- **Collection entries**:
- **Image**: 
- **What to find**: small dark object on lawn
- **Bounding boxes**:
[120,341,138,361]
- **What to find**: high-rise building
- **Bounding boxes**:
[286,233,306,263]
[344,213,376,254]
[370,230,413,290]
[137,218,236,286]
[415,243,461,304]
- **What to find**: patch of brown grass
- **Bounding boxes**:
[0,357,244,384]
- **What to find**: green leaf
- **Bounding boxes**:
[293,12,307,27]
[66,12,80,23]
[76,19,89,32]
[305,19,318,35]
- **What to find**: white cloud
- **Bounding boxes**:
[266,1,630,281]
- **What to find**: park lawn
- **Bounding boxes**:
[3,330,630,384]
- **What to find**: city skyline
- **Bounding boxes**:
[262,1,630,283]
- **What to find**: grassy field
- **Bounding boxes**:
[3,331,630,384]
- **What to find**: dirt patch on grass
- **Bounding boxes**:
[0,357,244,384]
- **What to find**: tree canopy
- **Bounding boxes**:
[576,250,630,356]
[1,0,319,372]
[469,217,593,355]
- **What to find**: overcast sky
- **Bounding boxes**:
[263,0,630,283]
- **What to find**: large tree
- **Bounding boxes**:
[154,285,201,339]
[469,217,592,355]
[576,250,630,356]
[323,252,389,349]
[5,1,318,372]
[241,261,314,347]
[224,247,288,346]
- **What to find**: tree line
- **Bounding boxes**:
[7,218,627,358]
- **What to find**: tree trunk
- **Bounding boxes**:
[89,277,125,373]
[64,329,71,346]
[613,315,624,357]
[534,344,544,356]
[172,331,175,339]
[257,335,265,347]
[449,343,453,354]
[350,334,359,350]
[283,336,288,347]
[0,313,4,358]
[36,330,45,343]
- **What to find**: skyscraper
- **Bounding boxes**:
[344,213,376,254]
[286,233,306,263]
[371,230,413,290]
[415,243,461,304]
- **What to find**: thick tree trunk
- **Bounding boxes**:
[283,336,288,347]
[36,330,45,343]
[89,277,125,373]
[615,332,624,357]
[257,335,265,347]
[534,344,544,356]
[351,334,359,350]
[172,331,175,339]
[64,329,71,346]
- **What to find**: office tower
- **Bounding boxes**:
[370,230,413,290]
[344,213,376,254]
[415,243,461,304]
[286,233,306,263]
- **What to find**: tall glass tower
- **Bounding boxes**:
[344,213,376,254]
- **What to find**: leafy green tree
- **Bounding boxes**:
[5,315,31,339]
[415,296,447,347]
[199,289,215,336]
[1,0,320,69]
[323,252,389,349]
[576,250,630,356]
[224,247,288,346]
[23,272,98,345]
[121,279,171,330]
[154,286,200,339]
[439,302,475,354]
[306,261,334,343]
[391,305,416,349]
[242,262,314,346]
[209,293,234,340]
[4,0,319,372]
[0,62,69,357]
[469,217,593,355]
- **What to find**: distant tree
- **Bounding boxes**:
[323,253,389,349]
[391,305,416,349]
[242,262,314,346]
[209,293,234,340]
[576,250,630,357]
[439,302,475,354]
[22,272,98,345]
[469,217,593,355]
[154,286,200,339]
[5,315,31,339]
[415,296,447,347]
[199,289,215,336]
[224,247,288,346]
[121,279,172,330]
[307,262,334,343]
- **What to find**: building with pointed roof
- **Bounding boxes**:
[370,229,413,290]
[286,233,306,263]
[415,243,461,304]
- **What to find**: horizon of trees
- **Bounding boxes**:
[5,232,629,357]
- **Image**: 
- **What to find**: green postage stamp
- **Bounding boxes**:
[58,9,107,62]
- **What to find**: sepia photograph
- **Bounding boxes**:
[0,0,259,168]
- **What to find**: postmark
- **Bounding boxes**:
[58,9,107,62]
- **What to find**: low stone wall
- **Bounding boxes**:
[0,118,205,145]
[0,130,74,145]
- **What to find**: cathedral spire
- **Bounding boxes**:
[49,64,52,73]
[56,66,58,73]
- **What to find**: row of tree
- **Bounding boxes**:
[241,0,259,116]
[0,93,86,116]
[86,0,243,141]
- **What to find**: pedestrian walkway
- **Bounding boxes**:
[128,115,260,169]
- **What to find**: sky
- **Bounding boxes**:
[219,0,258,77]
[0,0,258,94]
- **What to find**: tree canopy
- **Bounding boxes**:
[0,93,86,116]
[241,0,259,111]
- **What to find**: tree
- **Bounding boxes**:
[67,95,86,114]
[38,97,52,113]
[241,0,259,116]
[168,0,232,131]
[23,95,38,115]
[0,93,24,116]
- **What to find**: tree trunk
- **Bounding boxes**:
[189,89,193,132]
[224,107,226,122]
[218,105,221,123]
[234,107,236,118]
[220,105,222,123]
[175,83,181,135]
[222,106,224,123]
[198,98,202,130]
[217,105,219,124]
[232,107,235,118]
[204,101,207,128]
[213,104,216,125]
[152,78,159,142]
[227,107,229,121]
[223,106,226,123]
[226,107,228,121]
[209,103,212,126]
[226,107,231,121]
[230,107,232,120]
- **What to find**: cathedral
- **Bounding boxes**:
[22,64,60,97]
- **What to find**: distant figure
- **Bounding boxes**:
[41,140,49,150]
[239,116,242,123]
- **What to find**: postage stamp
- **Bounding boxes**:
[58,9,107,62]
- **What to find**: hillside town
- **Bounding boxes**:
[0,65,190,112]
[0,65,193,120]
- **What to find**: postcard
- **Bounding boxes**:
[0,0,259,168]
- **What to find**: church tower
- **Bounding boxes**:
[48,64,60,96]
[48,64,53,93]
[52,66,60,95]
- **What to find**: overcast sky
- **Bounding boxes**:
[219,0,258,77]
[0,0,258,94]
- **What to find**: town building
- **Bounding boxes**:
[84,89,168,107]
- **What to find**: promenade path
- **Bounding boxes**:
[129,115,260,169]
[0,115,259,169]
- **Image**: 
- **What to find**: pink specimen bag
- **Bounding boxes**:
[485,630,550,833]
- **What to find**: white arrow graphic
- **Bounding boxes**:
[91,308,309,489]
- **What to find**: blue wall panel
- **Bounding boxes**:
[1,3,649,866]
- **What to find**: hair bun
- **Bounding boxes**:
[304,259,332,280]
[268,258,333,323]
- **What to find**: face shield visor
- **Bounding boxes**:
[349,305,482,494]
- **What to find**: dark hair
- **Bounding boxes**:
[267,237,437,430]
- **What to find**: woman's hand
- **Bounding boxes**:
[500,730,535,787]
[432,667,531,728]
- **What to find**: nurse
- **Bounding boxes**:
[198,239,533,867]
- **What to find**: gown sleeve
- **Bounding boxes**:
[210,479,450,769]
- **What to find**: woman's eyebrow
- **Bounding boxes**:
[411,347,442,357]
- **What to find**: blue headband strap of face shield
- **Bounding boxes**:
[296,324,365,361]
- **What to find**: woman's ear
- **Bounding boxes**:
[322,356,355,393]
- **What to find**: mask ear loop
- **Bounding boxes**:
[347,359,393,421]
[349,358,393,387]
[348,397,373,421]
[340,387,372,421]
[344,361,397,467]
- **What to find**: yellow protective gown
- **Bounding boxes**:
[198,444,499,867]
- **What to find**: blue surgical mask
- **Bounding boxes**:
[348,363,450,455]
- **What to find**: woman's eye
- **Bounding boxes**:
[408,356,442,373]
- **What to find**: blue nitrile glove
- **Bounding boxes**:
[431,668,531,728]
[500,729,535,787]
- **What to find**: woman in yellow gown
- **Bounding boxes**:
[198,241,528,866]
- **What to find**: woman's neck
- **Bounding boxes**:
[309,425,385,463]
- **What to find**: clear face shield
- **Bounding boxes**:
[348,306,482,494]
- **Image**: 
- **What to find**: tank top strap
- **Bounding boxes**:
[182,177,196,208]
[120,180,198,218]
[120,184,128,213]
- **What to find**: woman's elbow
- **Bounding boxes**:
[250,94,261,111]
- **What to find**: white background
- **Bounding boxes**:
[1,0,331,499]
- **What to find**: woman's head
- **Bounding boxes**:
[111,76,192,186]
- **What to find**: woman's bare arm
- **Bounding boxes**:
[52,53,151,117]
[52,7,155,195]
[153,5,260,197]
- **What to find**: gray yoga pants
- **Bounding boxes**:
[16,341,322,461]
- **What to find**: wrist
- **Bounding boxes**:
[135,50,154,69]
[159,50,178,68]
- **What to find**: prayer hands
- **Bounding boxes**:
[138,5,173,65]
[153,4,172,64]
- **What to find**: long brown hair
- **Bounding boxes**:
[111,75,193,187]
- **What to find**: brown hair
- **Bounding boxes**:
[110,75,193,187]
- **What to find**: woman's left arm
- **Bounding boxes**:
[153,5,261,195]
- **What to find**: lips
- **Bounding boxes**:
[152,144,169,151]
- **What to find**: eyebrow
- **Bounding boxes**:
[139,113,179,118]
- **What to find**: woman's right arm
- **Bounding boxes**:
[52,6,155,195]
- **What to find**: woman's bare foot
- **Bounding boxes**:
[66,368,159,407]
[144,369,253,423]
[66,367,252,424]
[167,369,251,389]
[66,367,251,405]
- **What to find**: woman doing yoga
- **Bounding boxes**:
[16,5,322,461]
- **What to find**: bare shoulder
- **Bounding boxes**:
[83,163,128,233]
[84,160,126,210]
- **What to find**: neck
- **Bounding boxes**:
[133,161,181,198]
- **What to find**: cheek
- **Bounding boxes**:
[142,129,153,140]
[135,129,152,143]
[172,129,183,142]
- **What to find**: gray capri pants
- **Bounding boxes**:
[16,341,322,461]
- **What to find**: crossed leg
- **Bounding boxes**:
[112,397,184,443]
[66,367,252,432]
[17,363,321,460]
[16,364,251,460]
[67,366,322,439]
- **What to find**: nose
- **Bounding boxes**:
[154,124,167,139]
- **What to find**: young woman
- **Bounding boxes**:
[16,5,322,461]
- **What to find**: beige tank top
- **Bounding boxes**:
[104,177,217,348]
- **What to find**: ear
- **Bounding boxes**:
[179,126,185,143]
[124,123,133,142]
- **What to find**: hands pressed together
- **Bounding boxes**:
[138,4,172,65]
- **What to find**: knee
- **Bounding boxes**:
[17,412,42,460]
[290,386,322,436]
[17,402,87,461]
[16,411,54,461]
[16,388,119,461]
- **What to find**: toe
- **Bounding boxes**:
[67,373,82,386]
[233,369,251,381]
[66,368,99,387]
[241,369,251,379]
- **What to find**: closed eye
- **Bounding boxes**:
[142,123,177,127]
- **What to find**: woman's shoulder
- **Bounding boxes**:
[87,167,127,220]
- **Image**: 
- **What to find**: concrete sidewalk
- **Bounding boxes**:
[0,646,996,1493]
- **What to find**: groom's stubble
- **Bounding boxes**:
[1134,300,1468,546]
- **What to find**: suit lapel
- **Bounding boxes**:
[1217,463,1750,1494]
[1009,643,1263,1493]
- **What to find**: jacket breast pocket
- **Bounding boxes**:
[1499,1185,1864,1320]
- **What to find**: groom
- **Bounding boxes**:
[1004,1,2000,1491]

- **Task brief**:
If a line comes after the one containing "- **What to find**: dirt patch on grass", leave it out; set down every line of the data before it, and that line itself, exactly.

- **Your solution**:
- **Image**: 
- **What to find**: small dark object on lawn
- **Bounding boxes**:
[120,341,138,361]
- **What to find**: high-rise building
- **Bounding boxes**:
[286,233,306,263]
[344,213,376,254]
[370,230,413,290]
[137,218,236,286]
[415,243,461,304]
- **What to find**: patch of brown grass
- **Bounding boxes**:
[0,357,244,384]
- **What to find**: green leaf
- **Bounding boxes**:
[293,12,307,27]
[66,12,80,23]
[76,19,89,32]
[305,19,318,35]
- **What to find**: white cloud
- **Bounding boxes**:
[266,1,630,281]
- **What to find**: park lawn
- **Bounding boxes**:
[3,330,630,384]
- **What to find**: city skyline
- **Bounding boxes**:
[262,1,630,283]
- **What to find**: grassy field
- **Bounding boxes**:
[3,331,630,384]
- **What to find**: dirt patch on grass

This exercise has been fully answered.